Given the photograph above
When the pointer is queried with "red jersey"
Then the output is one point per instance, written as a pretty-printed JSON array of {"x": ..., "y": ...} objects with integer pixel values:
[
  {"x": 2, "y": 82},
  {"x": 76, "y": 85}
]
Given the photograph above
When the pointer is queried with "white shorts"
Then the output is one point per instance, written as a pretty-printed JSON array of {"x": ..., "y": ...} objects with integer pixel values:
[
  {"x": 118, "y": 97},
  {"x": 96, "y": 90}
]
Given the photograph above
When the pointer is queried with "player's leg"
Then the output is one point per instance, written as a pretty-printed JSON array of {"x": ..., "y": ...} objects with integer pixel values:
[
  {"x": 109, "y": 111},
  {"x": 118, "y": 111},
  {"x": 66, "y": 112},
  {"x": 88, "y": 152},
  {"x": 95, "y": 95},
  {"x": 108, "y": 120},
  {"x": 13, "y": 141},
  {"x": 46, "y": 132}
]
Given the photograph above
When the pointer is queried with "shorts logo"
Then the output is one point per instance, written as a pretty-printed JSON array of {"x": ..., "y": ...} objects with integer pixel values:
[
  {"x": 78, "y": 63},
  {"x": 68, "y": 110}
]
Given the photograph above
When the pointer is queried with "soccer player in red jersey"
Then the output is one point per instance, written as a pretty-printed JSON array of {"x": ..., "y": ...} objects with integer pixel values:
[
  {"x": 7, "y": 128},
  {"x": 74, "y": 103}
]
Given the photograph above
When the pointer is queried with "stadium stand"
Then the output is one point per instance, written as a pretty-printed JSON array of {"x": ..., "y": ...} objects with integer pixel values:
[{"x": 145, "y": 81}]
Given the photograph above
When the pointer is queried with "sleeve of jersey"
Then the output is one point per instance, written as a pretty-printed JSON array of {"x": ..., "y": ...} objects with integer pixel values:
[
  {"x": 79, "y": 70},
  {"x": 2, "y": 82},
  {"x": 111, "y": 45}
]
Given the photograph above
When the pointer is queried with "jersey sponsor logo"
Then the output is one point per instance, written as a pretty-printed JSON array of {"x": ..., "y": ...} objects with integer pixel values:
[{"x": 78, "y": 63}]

--- --- ---

WHAT TO PRODUCE:
Collect every line of the listing above that contains the word "jersey" and copy each one out.

TASK RESULT:
When the pointer is queried with "red jersey"
When the pointer is queried with "soccer player in red jersey"
When the pointer is queried with "sleeve of jersey"
When the pointer is queried with "jersey sponsor logo"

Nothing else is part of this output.